** begin DATA IN THIS EXERCISE **

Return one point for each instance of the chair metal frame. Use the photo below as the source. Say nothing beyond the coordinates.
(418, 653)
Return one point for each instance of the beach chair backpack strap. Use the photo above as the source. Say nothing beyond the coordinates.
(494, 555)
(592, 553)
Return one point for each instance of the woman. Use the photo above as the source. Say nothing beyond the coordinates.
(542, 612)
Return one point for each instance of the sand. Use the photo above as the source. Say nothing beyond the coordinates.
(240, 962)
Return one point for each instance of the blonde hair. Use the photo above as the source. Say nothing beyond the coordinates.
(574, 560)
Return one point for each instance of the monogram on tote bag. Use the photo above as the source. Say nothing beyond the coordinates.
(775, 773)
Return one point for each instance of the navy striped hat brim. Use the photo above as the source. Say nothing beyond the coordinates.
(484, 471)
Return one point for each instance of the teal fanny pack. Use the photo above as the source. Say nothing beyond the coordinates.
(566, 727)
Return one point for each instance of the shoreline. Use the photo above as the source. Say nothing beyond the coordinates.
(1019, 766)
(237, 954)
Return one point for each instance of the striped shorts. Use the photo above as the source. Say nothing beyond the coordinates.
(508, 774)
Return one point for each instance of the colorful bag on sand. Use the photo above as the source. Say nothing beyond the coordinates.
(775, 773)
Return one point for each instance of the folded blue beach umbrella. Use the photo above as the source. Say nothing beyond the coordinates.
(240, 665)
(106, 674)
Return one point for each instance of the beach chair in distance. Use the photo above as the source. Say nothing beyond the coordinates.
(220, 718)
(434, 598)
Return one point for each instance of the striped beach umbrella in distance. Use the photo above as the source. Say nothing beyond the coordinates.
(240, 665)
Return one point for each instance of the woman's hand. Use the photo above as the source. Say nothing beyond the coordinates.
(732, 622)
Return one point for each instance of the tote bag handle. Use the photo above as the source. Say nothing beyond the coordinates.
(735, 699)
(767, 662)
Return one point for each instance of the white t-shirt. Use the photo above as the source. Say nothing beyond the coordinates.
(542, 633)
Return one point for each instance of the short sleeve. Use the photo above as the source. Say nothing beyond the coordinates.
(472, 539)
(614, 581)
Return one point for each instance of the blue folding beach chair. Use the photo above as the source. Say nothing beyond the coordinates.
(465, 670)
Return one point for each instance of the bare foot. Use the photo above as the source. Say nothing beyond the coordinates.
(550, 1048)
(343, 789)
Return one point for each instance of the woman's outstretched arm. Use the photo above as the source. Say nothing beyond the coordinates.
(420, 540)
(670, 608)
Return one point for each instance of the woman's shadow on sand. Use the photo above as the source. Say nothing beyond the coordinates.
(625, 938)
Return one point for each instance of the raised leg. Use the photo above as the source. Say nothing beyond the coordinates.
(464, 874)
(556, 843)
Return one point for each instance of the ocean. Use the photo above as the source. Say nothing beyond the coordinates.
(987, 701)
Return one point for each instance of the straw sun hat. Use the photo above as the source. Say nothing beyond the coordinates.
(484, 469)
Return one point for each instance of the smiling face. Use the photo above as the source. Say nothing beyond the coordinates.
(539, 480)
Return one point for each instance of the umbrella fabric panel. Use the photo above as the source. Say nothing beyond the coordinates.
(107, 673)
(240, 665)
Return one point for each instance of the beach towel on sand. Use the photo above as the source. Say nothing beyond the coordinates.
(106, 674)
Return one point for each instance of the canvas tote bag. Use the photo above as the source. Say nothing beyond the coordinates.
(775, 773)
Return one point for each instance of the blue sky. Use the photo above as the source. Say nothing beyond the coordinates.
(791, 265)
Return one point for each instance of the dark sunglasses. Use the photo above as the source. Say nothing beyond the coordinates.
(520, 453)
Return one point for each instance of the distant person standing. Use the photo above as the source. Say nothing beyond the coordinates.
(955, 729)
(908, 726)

** end DATA IN THIS EXERCISE **
** begin DATA IN THIS EXERCISE **

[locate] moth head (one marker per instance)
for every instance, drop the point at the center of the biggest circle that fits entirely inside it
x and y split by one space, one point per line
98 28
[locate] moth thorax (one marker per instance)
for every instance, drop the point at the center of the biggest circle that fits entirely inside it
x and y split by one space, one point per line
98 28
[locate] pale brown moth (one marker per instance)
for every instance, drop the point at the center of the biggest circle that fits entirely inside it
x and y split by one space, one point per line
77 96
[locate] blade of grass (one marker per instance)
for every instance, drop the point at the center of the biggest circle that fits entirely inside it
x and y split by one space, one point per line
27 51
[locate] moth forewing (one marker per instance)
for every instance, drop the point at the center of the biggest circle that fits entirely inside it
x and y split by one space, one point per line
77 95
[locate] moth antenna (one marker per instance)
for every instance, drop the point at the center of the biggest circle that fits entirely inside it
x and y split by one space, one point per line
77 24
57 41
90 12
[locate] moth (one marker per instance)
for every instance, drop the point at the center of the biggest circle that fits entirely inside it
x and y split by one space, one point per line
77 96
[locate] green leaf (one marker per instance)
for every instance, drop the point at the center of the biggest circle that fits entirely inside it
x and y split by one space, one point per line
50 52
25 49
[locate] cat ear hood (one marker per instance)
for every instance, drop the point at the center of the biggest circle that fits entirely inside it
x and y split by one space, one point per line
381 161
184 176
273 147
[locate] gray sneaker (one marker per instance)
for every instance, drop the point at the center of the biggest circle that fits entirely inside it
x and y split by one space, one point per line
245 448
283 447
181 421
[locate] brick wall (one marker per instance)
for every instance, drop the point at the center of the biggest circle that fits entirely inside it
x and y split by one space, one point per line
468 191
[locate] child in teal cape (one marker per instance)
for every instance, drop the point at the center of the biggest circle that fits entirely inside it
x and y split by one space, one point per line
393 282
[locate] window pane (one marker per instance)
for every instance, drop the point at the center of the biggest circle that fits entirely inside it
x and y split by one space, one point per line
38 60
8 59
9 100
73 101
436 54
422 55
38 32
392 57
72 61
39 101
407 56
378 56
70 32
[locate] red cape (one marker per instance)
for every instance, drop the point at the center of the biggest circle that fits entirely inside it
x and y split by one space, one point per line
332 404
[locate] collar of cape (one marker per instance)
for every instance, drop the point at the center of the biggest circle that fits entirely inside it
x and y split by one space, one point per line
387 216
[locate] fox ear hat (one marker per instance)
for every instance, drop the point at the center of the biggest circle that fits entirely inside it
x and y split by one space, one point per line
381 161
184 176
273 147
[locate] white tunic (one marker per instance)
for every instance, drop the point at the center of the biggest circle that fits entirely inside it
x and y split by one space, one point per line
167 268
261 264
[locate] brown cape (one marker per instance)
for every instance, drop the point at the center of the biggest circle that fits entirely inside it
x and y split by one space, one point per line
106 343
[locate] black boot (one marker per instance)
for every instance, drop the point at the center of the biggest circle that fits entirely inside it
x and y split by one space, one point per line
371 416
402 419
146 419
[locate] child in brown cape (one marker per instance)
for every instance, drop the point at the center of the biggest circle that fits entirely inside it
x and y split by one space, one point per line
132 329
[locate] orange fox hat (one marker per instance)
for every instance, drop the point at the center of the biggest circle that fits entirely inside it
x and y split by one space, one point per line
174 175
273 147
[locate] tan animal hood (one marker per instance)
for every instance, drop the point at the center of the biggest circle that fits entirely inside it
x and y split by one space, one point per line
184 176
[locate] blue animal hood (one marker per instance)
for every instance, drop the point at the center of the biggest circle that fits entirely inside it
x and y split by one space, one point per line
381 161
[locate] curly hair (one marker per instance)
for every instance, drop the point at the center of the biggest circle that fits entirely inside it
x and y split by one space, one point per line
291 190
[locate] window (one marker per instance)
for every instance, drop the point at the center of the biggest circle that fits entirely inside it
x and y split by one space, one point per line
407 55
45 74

** end DATA IN THIS EXERCISE **
** begin DATA IN THIS EXERCISE **

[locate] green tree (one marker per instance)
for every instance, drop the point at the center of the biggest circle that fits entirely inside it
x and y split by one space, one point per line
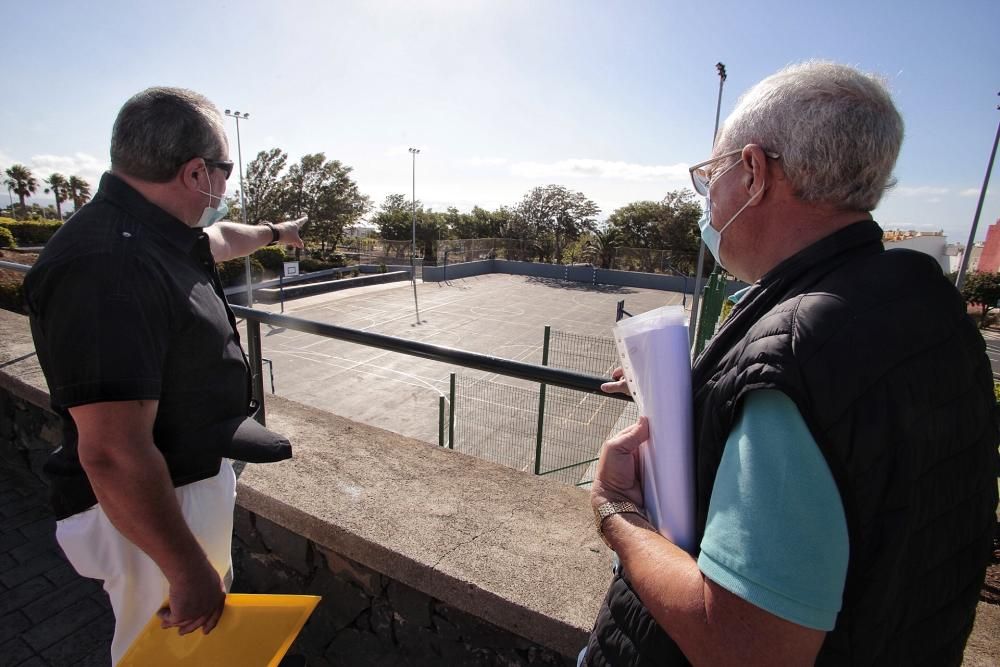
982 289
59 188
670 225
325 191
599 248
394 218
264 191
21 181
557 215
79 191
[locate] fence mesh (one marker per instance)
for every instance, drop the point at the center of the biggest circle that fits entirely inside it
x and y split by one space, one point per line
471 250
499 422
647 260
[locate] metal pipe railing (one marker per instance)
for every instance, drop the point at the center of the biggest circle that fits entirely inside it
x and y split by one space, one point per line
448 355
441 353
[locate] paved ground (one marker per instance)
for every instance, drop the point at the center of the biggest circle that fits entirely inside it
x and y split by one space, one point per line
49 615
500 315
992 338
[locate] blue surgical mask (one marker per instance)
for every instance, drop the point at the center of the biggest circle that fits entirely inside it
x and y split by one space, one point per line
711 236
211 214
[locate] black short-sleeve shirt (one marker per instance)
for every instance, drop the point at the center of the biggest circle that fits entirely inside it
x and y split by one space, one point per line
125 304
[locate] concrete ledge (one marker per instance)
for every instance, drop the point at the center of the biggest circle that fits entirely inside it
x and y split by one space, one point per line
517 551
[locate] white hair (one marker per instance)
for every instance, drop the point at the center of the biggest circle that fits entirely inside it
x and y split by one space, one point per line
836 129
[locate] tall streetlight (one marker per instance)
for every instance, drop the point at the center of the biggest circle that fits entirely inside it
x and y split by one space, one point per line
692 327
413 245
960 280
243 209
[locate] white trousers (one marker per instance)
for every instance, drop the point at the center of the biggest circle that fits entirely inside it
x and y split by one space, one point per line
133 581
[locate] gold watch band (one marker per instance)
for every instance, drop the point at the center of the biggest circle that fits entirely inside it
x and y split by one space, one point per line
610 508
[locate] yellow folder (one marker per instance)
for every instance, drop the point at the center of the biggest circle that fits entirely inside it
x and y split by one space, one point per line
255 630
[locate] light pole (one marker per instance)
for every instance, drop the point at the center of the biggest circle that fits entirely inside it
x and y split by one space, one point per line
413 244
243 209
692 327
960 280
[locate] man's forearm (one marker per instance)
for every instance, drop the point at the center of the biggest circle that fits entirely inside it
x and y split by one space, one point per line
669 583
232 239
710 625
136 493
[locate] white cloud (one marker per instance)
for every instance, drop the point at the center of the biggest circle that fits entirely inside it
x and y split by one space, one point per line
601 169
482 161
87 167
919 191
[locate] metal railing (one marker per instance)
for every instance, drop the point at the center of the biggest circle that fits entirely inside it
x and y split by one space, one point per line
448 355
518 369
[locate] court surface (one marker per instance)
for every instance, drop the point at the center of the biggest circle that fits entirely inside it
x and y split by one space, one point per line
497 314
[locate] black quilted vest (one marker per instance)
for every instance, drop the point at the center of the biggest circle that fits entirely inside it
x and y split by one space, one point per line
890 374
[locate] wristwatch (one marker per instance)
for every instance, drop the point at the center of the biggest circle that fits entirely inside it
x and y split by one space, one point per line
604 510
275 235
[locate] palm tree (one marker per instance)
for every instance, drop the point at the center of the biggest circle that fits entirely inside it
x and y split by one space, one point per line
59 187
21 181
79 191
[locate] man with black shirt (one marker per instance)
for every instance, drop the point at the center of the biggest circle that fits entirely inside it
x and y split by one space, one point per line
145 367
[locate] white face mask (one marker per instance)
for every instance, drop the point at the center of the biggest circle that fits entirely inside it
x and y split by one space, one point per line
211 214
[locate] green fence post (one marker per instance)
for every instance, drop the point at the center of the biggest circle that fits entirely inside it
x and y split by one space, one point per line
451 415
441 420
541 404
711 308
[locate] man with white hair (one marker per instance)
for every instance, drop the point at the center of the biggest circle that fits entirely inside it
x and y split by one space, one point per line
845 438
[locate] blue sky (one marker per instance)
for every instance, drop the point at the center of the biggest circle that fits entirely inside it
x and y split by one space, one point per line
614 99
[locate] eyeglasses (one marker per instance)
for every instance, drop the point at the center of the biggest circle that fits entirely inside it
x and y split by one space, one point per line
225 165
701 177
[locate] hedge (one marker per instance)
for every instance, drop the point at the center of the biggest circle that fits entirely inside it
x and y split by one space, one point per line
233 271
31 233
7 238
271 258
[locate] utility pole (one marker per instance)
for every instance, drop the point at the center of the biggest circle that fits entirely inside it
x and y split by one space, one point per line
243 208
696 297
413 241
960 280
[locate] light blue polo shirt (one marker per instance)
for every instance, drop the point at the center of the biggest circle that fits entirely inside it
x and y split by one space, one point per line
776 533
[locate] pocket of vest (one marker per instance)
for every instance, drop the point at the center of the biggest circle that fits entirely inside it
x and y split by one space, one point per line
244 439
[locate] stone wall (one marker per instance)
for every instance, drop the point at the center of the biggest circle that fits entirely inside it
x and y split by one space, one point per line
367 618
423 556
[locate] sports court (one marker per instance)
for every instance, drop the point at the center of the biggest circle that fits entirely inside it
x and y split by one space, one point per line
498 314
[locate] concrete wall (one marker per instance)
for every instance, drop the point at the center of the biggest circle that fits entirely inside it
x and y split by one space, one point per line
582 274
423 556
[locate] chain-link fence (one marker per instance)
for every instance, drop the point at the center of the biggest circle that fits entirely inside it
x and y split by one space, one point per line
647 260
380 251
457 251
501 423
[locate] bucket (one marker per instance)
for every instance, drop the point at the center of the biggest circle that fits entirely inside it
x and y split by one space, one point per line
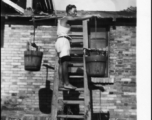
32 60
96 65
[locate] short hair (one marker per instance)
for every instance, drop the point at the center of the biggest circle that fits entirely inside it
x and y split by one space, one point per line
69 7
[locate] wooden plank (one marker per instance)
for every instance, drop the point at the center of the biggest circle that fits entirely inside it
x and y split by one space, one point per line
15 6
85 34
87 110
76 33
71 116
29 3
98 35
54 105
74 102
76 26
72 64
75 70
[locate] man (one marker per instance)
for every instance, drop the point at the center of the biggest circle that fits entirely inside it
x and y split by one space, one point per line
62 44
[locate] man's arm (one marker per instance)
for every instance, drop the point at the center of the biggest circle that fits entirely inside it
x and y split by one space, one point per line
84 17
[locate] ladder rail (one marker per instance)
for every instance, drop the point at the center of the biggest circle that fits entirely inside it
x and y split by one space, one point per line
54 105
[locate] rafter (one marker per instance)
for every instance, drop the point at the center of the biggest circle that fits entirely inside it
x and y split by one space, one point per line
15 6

** end DATA IN THIS EXERCISE **

◆ **TO DO**: List every line of the data above that contains the string "cape", treating uppercase and lowercase letters as different.

◆ **RESPONSE TO THIS TASK**:
[locate] child in teal cape (one marker per instance)
[locate] red cape (one marker per instance)
[locate] collar of cape (one marker per instance)
[locate] brown cape (one marker per instance)
[locate] child in brown cape (one marker per instance)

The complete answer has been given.